Job:
Write the next part of the personal essay below about dogs and their owners, picking up right after its final sentence.

All Sentiment and Tender Heart

I’m often told I’m not dog friendly or pet friendly in general. Well, on this occasion I would like to say publicly that it is true, I am not, only, I would like to point out that I don’t actually feel this sense of aversion towards animals in particular, but rather towards their owners. I know that for many of them a dog, for example, may represent the company, the friend they need or for somebody even a child. It is family, I understand, but what you have to understand as well that for me it is only a dog: an animal. Therefore, I am annoyed when they are without a leash and run freely in the street: “Don’t you worry, it is harmless” said to me smiling a pit bull owner once, while that delicate beast was on the point of attacking a paralyzed me. Harmless? How should I know it? Furthemore, I don’t like to see dogs in places where food is sold or served like bars, markets or restaurants.

I remember one day Mr Run and I were in a restaurant, when a couple with a beautiful, big, majestic dog arrived. Everybody welcomed it with common deserved admiration and it did receive our praise too, till we saw that the couple and their dog approach the table near ours and sat there. We couldn’t say anything as that restaurant allowed dogs in. By the way, I couldn’t but laugh, when I was saw the hairy tail of the dog at least half a meter long wagging and tickling the head of my husband while he was about to eat. On one side it was hilarious but on the other it was irritating as for the couple that was a normal behaviour. We had been totally ignored. Of course, we had to say to them to place their lovely beast somewhere else far from our heads at least.

Supplied material:
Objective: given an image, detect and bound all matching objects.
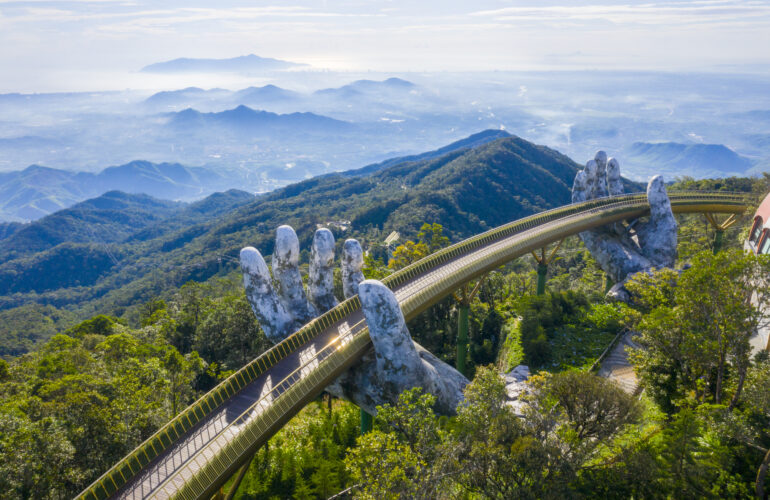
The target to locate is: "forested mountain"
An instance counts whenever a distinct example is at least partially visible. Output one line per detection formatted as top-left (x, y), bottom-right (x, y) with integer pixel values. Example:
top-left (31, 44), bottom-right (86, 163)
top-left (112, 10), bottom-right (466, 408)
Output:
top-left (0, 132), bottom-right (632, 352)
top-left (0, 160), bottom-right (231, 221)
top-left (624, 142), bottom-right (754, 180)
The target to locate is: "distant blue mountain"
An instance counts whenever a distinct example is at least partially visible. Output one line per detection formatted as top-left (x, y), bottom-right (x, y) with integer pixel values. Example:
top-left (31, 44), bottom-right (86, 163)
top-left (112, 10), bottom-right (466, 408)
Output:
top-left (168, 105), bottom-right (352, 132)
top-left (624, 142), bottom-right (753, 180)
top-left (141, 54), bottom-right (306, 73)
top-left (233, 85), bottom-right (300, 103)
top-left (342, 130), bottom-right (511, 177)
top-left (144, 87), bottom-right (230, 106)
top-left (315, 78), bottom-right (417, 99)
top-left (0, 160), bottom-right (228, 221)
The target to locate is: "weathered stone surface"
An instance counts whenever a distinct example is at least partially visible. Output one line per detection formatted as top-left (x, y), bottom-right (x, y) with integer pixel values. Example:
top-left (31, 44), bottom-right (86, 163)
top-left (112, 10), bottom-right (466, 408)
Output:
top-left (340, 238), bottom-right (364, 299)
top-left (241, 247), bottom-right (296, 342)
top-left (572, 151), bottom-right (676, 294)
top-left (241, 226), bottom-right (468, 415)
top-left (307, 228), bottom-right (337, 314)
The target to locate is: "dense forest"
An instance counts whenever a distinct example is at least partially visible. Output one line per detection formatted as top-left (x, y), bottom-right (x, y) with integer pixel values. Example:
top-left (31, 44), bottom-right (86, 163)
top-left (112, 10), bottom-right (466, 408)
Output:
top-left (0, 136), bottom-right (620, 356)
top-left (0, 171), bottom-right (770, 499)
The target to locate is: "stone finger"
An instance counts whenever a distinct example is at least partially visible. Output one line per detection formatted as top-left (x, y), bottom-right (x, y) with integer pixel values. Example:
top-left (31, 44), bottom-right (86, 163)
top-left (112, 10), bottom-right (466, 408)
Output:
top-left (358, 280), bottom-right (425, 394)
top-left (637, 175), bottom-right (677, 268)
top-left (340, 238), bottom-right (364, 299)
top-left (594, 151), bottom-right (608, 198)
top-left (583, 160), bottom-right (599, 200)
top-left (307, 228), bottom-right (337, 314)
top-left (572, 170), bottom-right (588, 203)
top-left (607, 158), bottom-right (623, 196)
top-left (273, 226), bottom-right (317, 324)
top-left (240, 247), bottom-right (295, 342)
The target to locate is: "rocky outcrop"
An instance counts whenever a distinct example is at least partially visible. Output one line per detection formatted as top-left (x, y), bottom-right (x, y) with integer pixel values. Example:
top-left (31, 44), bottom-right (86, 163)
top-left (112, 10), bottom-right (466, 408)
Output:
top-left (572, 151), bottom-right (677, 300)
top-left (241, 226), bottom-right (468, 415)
==
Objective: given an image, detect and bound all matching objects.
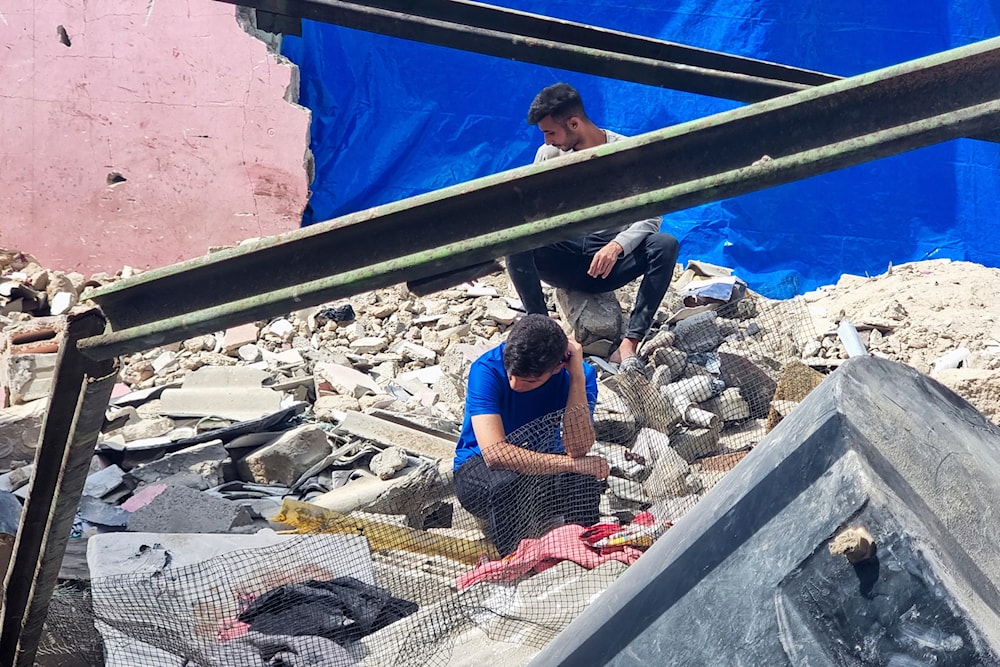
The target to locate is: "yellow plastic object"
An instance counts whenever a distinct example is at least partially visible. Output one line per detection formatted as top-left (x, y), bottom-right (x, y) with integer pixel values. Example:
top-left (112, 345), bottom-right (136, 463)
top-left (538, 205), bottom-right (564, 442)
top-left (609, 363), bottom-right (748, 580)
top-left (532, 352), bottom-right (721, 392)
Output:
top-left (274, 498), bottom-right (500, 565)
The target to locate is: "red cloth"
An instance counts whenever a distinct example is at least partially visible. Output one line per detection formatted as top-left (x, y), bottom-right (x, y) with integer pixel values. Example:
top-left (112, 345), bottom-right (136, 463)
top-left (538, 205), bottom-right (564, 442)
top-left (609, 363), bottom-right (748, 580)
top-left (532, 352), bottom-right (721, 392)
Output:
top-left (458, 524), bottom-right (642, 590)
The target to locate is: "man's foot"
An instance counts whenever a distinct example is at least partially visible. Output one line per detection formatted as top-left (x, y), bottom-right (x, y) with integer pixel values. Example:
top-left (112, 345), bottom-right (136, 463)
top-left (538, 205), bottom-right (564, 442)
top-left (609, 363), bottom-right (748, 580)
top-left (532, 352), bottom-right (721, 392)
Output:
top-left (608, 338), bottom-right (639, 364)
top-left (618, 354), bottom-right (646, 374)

Response for this exercise:
Animal lovers are used to flooding their Facebook walls with lovely pictures of their pets which usually receive hundreds of likes and sweet, heartwarming comments. These people are loving and caring indeed, in fact, every time they come across some little foundlings they are organised in a way to find the little creatures nurturing and a house as soon as possible. That is why I felt enraged when on one of these walls I read this post :

“If I land in any foreign airport and I do not have the documents in order I cannot put my feet out of the airport. Nobody tells me that I am held prisoner. You cannot enter any foreign country ignoring the rules. This must also be applied to the illegal migrants of the ship”Diciotti”.

Wow, so the fact that nearly 200 people, who had been rescued from the Mediterranean on 15 August and trapped on the Italian ship Diciotti in Catania in terrible unhealthy conditions, as Italy’s Interior Minister Matteo Salvini had denied the coastguard vessel permission to disembark the majority of them until the EU would agree to distribute the migrants across other countries, could not arouse any feeling of compassion in them or shame, because as Italian I feel deeply ashamed .

This reminded me or some lines from the Prologue of The Canterbury Tales when Chaucer describes the moves and the attitude of the Prioress:

“As for her sympathies and tender feelings,
She was so charitably solicitous
She used to weep if she but saw a mouse
Caught in a trap, if it were dead or bleeding.
And she had little dogs she would be feeding
With roasted flesh, or milk, or fine white bread.
And bitterly she wept if one were dead
Or someone took a stick and made it smart,
She -was all sentiment and tender heart”

Of course “She -was all sentiment and tender heart” with her animals, but Chaucer doesn’t say anything about human beings. Maybe he forgot about it.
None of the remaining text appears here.